DATA FOR REVIEW:

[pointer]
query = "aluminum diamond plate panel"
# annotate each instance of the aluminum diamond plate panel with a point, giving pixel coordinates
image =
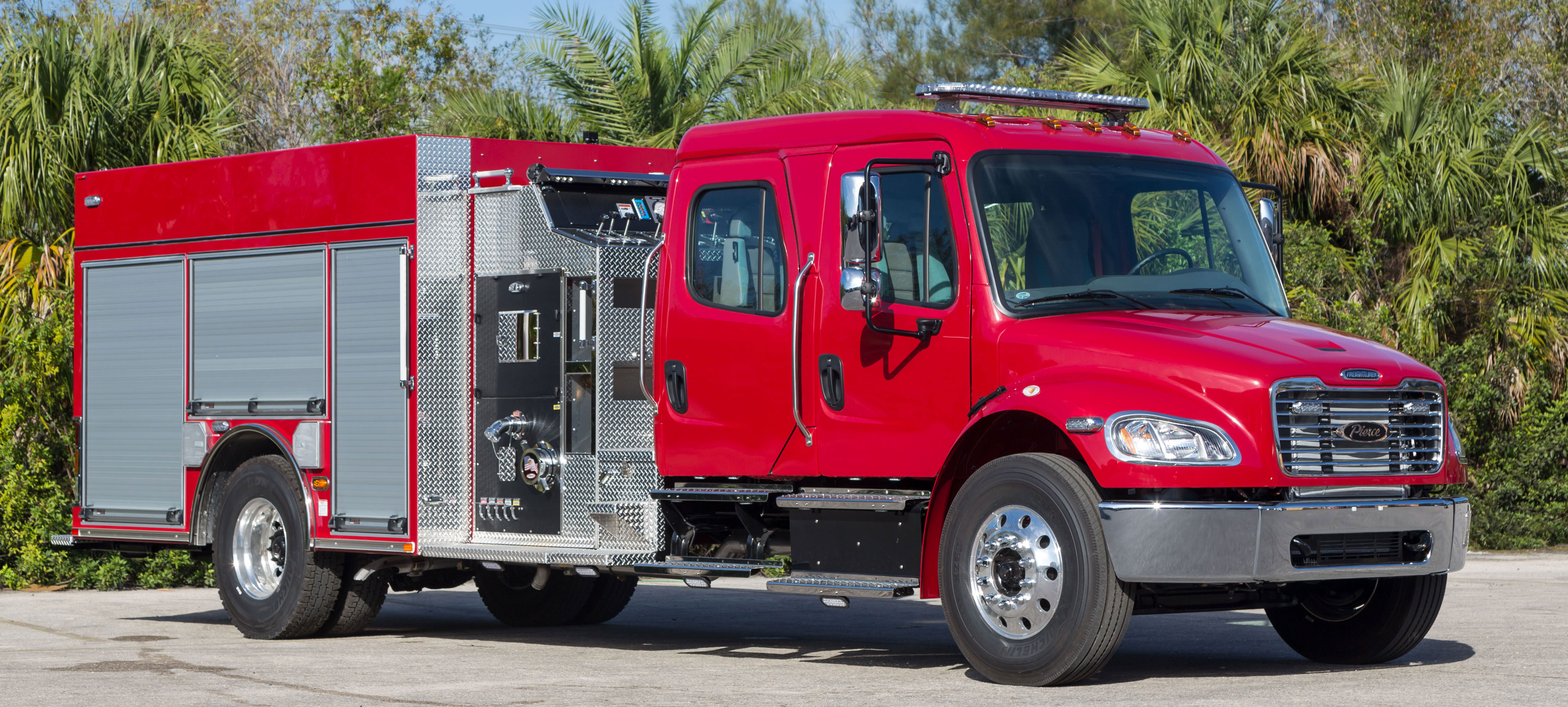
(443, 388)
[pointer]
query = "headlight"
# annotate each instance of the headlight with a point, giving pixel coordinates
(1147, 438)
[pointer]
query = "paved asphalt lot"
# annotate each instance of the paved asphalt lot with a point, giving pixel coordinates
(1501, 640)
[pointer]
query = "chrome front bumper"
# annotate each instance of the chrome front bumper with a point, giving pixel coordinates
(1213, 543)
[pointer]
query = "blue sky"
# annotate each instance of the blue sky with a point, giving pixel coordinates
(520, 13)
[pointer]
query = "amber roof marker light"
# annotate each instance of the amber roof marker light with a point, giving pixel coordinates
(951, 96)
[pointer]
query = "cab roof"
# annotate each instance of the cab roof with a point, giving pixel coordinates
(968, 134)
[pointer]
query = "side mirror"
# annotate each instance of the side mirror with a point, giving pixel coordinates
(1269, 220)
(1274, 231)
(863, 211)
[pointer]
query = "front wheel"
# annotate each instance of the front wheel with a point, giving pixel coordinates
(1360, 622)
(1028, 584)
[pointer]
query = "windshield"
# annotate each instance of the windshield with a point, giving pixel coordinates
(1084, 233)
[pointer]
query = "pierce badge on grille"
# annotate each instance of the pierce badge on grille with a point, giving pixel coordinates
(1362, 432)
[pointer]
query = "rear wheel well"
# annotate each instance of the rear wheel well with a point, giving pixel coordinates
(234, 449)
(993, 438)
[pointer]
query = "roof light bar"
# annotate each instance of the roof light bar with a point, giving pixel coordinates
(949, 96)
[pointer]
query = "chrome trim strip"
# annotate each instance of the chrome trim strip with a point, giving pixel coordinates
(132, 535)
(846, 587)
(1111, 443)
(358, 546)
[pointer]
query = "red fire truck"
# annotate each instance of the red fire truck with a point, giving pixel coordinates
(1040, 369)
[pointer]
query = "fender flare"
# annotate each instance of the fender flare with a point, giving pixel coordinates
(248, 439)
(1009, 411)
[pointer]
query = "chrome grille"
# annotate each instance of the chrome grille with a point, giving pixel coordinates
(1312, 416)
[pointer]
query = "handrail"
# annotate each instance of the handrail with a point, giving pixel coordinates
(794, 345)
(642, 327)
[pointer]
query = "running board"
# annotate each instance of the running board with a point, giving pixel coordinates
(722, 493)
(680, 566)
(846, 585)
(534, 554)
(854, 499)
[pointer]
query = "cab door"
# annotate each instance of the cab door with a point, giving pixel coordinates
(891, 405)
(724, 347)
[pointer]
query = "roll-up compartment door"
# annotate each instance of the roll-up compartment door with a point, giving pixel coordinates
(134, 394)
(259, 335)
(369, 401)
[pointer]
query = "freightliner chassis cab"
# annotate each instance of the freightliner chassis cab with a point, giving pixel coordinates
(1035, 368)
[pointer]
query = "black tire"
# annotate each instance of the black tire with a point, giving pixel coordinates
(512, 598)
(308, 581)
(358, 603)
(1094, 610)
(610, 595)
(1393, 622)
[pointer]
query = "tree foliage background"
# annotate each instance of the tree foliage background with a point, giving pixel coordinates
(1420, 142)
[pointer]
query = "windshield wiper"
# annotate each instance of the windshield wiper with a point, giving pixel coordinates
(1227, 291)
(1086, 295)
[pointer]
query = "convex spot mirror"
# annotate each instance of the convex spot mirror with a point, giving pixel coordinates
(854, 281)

PROBLEM REQUIREMENTS: With the images left out, set down every entry exactly.

EXERCISE RESPONSE:
[pointer]
query = "aluminum diamond plate panel"
# annotate each instance of the aluminum diamond plate panel with a point, giving pixel coordinates
image =
(443, 388)
[pointer]
query = "headlight"
# annotate each instance of the headlight with a point, giving pixel coordinates
(1147, 438)
[pointer]
query = "paved asphalt lot"
# annotate each instance of the paved asphalt lot with a point, giving pixel coordinates
(1501, 640)
[pointer]
query = "chrome front bumper"
# annotate each instance of the chrome front bumper with a point, giving pixel coordinates
(1213, 543)
[pointer]
query = "blue sky"
# annotate each instance of the blue sky with a point, giving pixel coordinates
(520, 13)
[pointer]
query = "amber roof marker light"
# annotate each instance of the amber roof marker light with a point, giving pixel coordinates
(951, 96)
[pointer]
query = "cab roof"
# annotate each instance of the cab roof with a point, giving pixel coordinates
(968, 134)
[pointer]
query = "side mirror"
# annotate each instance of the side mirror with a point, giving pixel coordinates
(1269, 220)
(1274, 231)
(863, 211)
[pointer]
query = "front wheel"
# annotate each instance of the front wheel with a point, giving pixel coordinates
(1360, 622)
(1028, 584)
[pointer]
query = "windshield"
# annotate each instance of the windshield with a point, giving pixel coordinates
(1084, 233)
[pointer]
query = "pierce badge on grille"
# annotate each instance of the pierce badge on grille with a point, giving pixel coordinates
(1362, 432)
[pointer]
query = "rear wheel well"
# annotate each instance of the rear wheel well with a point, giving pixel coordinates
(234, 449)
(993, 438)
[pointer]
query = "roof light bar"
# annotate each instance of the roof light bar with a point, giving pixel coordinates
(949, 96)
[pointer]
query = "chrome trim strip"
# annotate each instance of the chrome trim strip with a point, giving pixel coordinates
(132, 535)
(846, 587)
(1111, 443)
(358, 546)
[pointer]
query = "red fire truck"
# annotate each instance of the red fire truck with a point, giving pixel coordinates
(1040, 369)
[pointer]
query = "fender flare"
# annotate each instance of the fender flare with a point, giving pixel coordinates
(248, 439)
(1009, 411)
[pointer]
query = "chrome grille"
# annotate each instance of the chrome grille with a point, giving pixel coordinates
(1312, 416)
[pointer]
query = "handrail"
# annotate each instance of the handrail with a point, giving pixel coordinates
(794, 345)
(642, 327)
[pointer]
query = "running board"
# annotate each instance of the running board with a point, giving pixel coordinates
(722, 493)
(680, 566)
(846, 585)
(534, 554)
(854, 499)
[pointer]
query = "cab door"
# annotate each instance of the cab door with a point, giving pixel coordinates
(891, 405)
(724, 347)
[pointer]
query = "roll-up compartment door"
# annotate each instance of the roll-up compartment door with a point, giving pixel coordinates
(134, 394)
(259, 335)
(369, 401)
[pointer]
query = "freightliner chassis cab"
# annotate each instance of the freightliner chassis cab with a point, giving pixel coordinates
(1035, 368)
[pointer]
query = "black tire"
# annotate each instance of the black tire with a point, giving pixel coordinates
(512, 598)
(308, 581)
(358, 603)
(1094, 610)
(610, 595)
(1393, 622)
[pointer]
query = "tree foliage background"
# annotate each instance of the tree foliage background with a point, giving pixel coordinates
(1420, 142)
[pointer]
query = "windshield wiper"
# annotate each instance of the windshield wiper with a point, giving pixel coordinates
(1227, 291)
(1086, 295)
[pointer]
query = "convex spot mirror"
# annotate each instance of the convex spot mirror with a point, giving pixel coordinates
(854, 281)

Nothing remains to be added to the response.